- **SOURCE MATERIAL**:

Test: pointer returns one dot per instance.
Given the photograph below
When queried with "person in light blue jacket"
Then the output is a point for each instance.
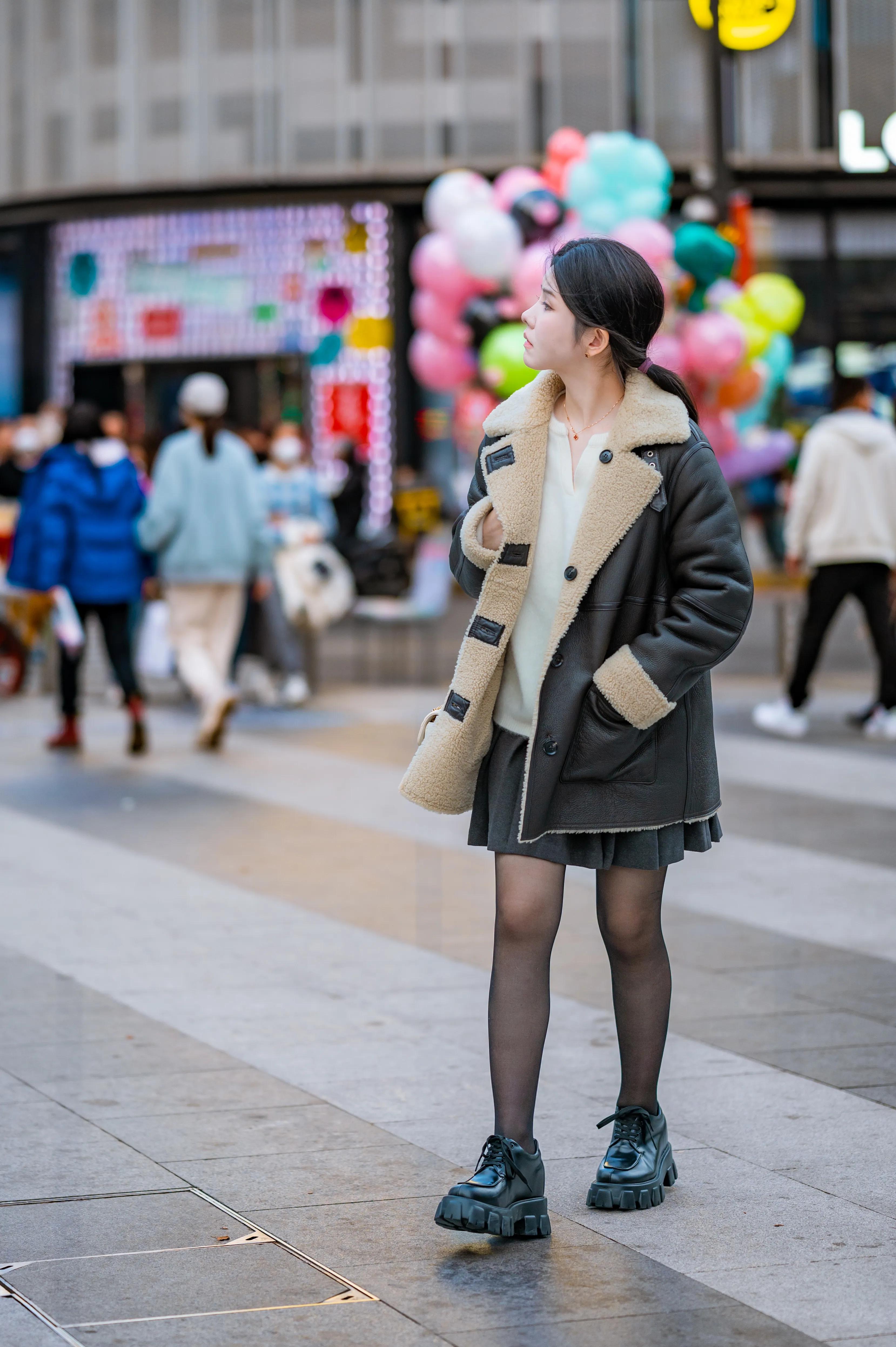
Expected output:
(207, 524)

- **REQUEST**: Format the data above as a JSON list of strings, one string per line with blank lines omitted. Leave the picture out of your answer.

- **TASK ANSWER**:
[
  "Test: pointer returns one dot per instance.",
  "Given the photograph below",
  "When queried with \"person in light blue jacket\"",
  "Then the output is a point for each instance.",
  "Expected output:",
  "(207, 524)"
]